───── MATERIAL PROVIDED ─────

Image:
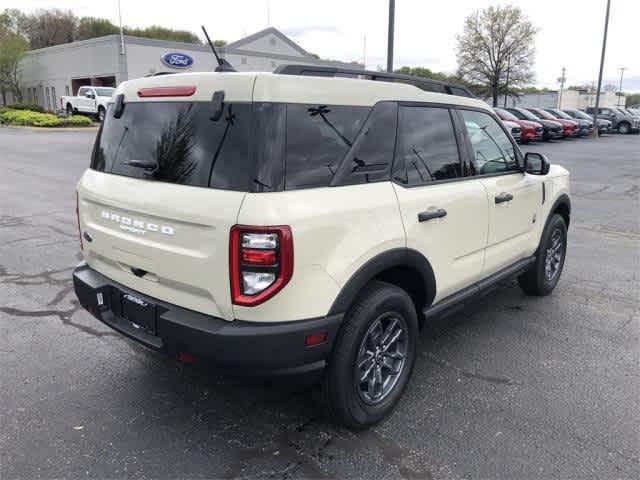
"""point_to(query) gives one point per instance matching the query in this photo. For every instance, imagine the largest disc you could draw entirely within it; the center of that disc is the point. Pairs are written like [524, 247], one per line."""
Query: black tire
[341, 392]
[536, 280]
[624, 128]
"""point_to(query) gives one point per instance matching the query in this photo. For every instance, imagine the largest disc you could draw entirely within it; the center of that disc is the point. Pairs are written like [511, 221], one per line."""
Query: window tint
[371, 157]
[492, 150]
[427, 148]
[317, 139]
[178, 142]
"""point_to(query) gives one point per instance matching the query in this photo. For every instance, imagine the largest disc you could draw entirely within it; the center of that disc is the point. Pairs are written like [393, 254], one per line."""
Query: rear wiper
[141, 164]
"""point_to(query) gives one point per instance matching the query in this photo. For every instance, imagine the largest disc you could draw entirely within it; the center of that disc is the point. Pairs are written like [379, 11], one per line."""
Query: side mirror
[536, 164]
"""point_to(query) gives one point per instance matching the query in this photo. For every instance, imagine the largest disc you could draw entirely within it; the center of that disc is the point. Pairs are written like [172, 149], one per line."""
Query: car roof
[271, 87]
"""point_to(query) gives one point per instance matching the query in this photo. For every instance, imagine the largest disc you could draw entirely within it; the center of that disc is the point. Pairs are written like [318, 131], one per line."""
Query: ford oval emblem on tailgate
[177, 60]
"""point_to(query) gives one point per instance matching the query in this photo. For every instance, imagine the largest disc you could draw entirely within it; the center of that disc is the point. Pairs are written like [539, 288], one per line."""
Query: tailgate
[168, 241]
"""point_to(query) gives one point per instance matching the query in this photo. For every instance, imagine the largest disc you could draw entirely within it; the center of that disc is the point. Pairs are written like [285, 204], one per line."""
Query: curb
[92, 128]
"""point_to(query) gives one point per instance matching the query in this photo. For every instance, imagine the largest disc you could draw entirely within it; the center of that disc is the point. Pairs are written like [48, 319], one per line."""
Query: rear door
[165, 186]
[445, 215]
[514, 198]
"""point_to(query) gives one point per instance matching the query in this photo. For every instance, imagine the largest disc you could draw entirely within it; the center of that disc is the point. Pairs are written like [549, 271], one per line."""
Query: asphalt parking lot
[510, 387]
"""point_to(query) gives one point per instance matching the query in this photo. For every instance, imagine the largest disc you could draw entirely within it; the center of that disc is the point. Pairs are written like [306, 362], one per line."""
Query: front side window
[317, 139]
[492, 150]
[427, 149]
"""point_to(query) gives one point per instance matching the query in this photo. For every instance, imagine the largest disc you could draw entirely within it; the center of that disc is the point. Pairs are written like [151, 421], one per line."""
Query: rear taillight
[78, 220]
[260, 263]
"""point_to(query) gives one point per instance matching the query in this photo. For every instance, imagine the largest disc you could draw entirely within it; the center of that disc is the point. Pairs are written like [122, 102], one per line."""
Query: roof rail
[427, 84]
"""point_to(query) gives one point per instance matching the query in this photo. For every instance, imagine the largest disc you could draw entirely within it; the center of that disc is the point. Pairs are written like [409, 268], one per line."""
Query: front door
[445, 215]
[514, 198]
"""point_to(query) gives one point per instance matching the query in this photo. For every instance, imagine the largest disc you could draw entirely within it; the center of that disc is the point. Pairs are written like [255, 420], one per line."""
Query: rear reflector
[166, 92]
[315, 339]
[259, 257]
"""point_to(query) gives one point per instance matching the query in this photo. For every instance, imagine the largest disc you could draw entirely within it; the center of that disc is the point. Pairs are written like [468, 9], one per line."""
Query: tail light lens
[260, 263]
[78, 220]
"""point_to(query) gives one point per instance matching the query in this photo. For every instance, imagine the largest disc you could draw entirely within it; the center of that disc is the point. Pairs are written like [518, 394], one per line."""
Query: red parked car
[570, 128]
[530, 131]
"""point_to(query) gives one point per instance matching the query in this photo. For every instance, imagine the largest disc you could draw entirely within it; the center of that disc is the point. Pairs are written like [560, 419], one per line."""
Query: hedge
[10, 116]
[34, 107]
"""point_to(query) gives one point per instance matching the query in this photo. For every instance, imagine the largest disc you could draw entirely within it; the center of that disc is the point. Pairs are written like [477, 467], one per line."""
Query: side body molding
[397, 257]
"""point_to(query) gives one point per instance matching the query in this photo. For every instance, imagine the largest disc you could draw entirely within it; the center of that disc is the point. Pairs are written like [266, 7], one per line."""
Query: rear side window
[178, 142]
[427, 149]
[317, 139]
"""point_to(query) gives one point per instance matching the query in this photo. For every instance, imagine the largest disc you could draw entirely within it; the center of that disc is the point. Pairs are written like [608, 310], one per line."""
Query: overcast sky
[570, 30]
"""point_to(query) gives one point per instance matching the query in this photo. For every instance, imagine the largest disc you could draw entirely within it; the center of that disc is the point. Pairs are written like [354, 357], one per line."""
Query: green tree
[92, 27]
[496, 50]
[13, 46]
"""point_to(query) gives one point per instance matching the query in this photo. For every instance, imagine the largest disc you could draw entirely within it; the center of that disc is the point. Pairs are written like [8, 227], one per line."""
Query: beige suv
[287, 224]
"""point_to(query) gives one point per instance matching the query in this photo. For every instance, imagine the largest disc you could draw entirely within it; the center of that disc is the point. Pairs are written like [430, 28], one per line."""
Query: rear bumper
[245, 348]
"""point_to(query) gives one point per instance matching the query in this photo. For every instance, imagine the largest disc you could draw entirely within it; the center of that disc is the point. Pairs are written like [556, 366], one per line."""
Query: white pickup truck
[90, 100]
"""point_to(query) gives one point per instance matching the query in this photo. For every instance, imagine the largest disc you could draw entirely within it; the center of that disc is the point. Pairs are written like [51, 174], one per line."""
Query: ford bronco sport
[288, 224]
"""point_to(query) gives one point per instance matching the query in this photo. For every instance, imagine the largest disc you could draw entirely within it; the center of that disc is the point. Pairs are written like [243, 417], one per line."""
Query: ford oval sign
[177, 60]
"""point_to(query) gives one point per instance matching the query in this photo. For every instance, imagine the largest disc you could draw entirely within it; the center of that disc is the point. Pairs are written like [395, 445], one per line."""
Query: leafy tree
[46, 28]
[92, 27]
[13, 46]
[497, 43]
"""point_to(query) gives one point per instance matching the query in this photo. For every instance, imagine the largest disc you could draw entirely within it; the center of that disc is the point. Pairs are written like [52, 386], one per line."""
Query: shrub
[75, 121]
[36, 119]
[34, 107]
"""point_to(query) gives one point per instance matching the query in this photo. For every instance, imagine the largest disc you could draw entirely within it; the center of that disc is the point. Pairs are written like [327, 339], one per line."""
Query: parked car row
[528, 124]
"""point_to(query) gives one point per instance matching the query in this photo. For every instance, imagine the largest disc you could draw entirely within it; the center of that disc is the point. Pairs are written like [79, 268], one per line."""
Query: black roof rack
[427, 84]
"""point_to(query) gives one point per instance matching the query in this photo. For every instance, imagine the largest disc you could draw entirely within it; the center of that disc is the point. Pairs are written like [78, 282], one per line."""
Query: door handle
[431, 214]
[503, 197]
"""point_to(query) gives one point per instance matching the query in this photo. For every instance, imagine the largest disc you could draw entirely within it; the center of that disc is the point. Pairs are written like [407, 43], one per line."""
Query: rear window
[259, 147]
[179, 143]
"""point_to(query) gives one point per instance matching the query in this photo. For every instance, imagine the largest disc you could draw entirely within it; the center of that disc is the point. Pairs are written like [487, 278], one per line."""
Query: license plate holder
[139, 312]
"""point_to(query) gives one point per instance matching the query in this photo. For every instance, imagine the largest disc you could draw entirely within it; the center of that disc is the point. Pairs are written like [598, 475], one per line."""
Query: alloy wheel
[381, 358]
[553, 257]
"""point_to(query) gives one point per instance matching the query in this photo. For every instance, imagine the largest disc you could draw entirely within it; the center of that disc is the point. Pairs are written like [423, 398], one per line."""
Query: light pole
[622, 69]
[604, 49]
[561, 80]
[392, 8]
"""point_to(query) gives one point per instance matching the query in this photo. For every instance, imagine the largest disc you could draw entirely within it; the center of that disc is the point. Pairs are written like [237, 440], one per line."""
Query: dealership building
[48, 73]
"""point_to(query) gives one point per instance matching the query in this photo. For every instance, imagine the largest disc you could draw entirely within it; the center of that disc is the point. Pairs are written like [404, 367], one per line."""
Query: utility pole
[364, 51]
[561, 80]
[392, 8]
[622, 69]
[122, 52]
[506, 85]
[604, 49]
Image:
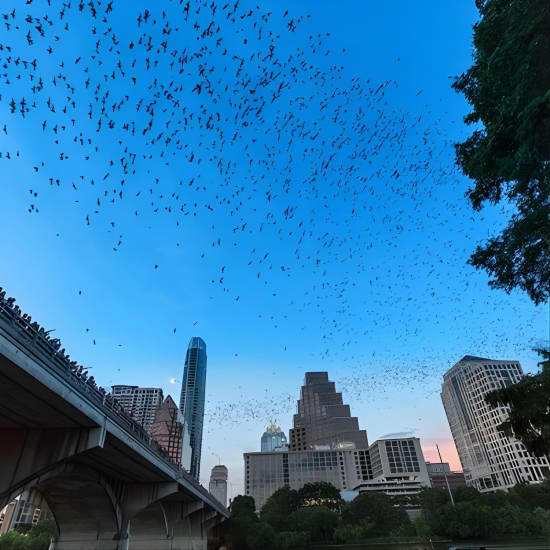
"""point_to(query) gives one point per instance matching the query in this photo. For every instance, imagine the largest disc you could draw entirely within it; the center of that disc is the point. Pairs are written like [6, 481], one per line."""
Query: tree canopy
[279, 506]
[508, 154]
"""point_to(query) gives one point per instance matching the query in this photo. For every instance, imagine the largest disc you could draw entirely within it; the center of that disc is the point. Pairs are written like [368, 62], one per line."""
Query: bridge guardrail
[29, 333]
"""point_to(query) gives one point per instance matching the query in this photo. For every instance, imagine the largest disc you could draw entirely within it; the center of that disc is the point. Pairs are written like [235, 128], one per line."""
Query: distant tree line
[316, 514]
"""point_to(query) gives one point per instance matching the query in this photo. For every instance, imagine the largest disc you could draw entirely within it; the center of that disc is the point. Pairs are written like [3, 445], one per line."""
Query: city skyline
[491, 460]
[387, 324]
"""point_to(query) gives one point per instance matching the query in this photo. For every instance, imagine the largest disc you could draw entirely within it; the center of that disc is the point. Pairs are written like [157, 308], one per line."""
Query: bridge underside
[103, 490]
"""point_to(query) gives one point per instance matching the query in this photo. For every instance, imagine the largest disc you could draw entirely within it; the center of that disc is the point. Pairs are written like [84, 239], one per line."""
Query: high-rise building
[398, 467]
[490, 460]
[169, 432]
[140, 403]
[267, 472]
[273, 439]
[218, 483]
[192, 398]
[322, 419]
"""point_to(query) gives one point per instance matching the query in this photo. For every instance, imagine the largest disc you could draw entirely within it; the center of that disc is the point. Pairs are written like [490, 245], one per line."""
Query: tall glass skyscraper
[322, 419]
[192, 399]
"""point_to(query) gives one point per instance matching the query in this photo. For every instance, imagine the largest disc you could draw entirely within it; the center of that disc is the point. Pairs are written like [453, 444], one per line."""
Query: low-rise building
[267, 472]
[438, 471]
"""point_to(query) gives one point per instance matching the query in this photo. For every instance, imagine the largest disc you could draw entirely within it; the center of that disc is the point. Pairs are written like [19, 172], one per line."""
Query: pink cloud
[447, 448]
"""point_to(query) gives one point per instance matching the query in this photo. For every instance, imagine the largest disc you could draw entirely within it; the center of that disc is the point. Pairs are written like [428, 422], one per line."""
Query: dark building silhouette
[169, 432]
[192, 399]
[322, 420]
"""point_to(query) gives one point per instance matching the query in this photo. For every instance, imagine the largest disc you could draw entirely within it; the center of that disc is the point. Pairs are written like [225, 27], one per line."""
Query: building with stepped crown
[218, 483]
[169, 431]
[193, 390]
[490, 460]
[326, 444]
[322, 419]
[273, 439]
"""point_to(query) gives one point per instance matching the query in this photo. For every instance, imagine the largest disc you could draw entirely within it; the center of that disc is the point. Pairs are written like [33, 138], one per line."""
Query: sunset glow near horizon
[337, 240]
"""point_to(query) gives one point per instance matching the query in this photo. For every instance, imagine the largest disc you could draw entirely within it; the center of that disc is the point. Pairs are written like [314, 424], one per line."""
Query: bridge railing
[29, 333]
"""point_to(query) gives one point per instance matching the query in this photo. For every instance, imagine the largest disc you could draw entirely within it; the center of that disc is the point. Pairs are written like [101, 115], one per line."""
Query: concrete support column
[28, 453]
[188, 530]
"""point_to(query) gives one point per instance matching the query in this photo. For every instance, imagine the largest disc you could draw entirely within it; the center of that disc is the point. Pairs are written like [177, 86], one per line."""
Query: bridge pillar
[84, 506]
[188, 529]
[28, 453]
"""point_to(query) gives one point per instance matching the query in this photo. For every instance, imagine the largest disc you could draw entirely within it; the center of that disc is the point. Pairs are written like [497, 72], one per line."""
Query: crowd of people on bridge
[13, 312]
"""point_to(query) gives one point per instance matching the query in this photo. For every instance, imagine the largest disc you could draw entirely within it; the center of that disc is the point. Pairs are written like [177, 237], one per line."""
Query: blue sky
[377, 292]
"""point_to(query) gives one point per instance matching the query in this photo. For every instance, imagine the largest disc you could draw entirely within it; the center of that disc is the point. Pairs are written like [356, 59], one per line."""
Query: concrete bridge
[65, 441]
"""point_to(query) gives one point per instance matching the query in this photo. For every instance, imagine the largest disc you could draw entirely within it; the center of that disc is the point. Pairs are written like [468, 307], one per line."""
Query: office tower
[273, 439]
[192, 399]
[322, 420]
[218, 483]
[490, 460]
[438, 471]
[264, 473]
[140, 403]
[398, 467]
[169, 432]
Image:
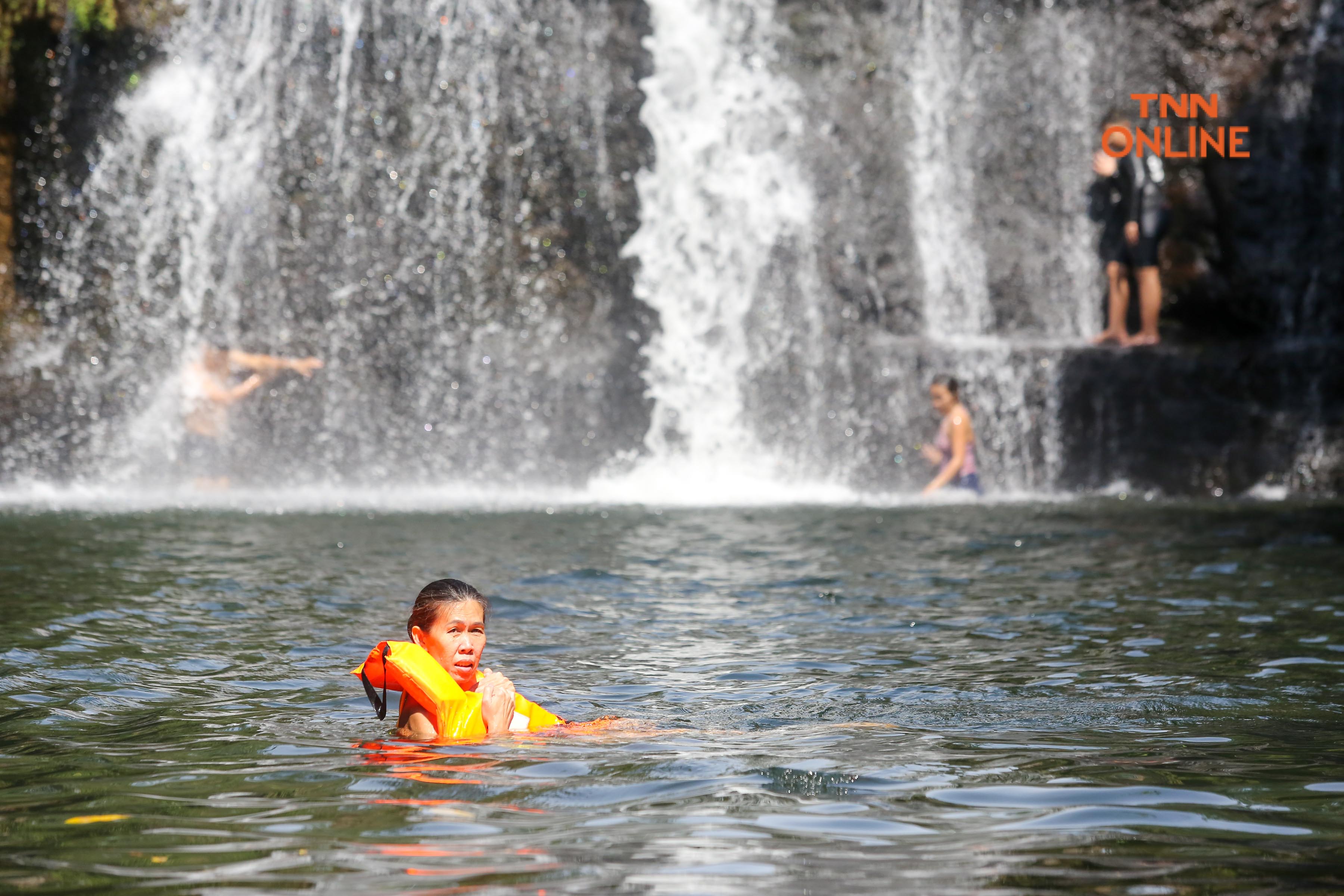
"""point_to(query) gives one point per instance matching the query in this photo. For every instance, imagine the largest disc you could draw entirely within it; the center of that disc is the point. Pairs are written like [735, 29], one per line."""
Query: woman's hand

─────

# [JOB]
Repeat verbatim the range of lines that opens at the line containing "[177, 86], one" and closes at the last line of the entries, excluding all pictures.

# [IN RESPONSE]
"""point_to(query) gives one point per instance matching the query in this photo. For every instance, imagine the largest disc you could draw entirely within it; the center of that disc is the point. Pairs are written like [177, 86], one per line."""
Query: bridge pillar
[84, 506]
[188, 529]
[28, 453]
"""point_to(query) gives one point per instance matching the query in this photo. For every instance, imagine the largest disc you could draw entirely within it; the center of that disc is the point. Pairs are written like [497, 72], one per line."""
Query: crowd of people on bridge
[13, 312]
"""point_to(query) gives one point per instance matching the query in this photo. For every instance, imagine the largest disc you could draw entirely within it; the center of that disc is the point. Pairs are written like [177, 237], one per line."""
Query: blue sky
[377, 292]
"""point_to(query) gives one point per instance matching the query in this photo. For every instance, imagine the largest disc you could draw entirely within it; the center of that disc is the point. Pairs are written like [356, 59], one per line."""
Query: concrete bridge
[65, 441]
"""point_to(query) gives one point per instance matching the query in this photo. For every instance, imagine the largest disc you could draw entirely within it; the center of that disc is the point. Pairs are written like [468, 307], one per line."""
Query: office tower
[273, 439]
[192, 399]
[322, 420]
[218, 483]
[490, 460]
[438, 471]
[264, 473]
[140, 403]
[398, 467]
[169, 432]
Image:
"""point_to(query) gives one point per instance matching the query in this photo. For every instance, imagine the largest disc you could draw entirely within it; the center of that disc is the point. Pairs are written like [735, 29], one per line."""
Query: woman's hand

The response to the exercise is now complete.